Need help deriving the energy of a signal

Question

I am solving old exam problems in preparation of my exam in signals, and I'm having trouble with a question.

For a continuous aperiodic signal with the spectrum $X(\omega)=\exp(-\omega^2)$ I am to derive the energy of the signal. I have made it this far, in agreement with the solution manual:

$W = \frac{1}{2\pi}\int_{-\infty}^{\infty} \exp(-(\sqrt{2}\omega)^2)\,\mathrm{d}\omega$

The assignment then suggests substituting in the error function

$\mathrm{erf}(z) = \frac{1}{\sqrt{\pi}} \int_{-z}^z \exp(-y^2)\,\mathrm{d}y$

and exploiting that $\mathrm{erf}(z) \rightarrow 1$ towards infinity, which makes good sense, but the result in the solution manual before reducing the expression is

$W = \frac{1}{2\pi} \sqrt{\frac{\pi}{2}} \mathrm{erf}(\sqrt{2}\omega)\Big\rvert_{\omega \rightarrow \infty}$

I don't understand where the $\frac{1}{2}$ in the square root comes from, so I would appreciate if anyone could help me understand this.

Answer 1

The factor just comes from the substitution $y=\sqrt{2}\omega$ in the integral defining the error function:

$$\begin{align}E_x=\frac{1}{2\pi}\int_{-\infty}^{\infty}|X(\omega)|^2d\omega&=\frac{1}{2\pi}\int_{-\infty}^{\infty}e^{-2\omega^2}d\omega\\&=\frac{1}{2\pi}\frac{1}{\sqrt{2}}\int_{-\infty}^{\infty}e^{-(\sqrt{2}\omega)^2}d(\sqrt{2}\omega)\\&=\frac{1}{2\pi}\frac{1}{\sqrt{2}}\int_{-\infty}^{\infty}e^{-y^2}dy\\&=\frac{1}{2\pi}\sqrt{\frac{\pi}{2}}\lim_{x\to\infty}\textrm{erf}(x)\\&=\frac{1}{2\sqrt{2\pi}}\end{align}$$

→ **Task to complete**
Set down the signal-energy thread above in full, word for word.

→ **Dataset content**
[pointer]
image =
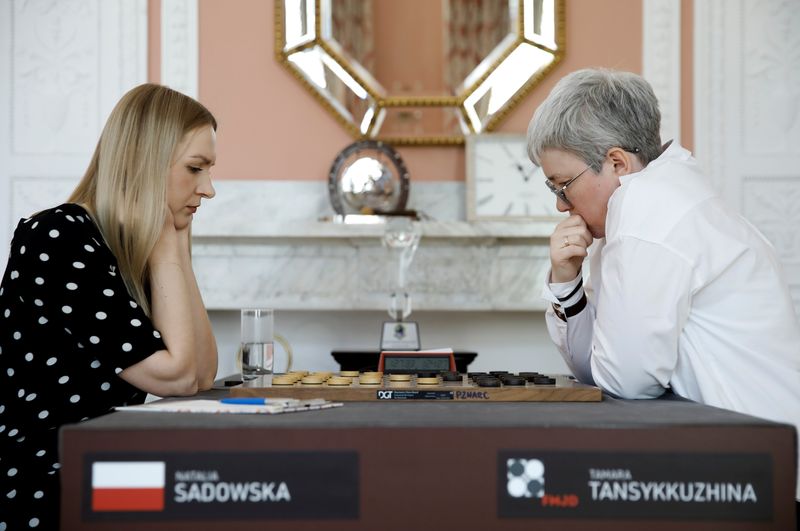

→ **Exercise answer**
Need help deriving the energy of a signal

Question

I am solving old exam problems in preparation of my exam in signals, and I'm having trouble with a question.

For a continuous aperiodic signal with the spectrum $X(\omega)=\exp(-\omega^2)$ I am to derive the energy of the signal. I have made it this far, in agreement with the solution manual:

$W = \frac{1}{2\pi}\int_{-\infty}^{\infty} \exp(-(\sqrt{2}\omega)^2)\,\mathrm{d}\omega$

The assignment then suggests substituting in the error function

$\mathrm{erf}(z) = \frac{1}{\sqrt{\pi}} \int_{-z}^z \exp(-y^2)\,\mathrm{d}y$

and exploiting that $\mathrm{erf}(z) \rightarrow 1$ towards infinity, which makes good sense, but the result in the solution manual before reducing the expression is

$W = \frac{1}{2\pi} \sqrt{\frac{\pi}{2}} \mathrm{erf}(\sqrt{2}\omega)\Big\rvert_{\omega \rightarrow \infty}$

I don't understand where the $\frac{1}{2}$ in the square root comes from, so I would appreciate if anyone could help me understand this.

Answer 1

The factor just comes from the substitution $y=\sqrt{2}\omega$ in the integral defining the error function:

$$\begin{align}E_x=\frac{1}{2\pi}\int_{-\infty}^{\infty}|X(\omega)|^2d\omega&=\frac{1}{2\pi}\int_{-\infty}^{\infty}e^{-2\omega^2}d\omega\\&=\frac{1}{2\pi}\frac{1}{\sqrt{2}}\int_{-\infty}^{\infty}e^{-(\sqrt{2}\omega)^2}d(\sqrt{2}\omega)\\&=\frac{1}{2\pi}\frac{1}{\sqrt{2}}\int_{-\infty}^{\infty}e^{-y^2}dy\\&=\frac{1}{2\pi}\sqrt{\frac{\pi}{2}}\lim_{x\to\infty}\textrm{erf}(x)\\&=\frac{1}{2\sqrt{2\pi}}\end{align}$$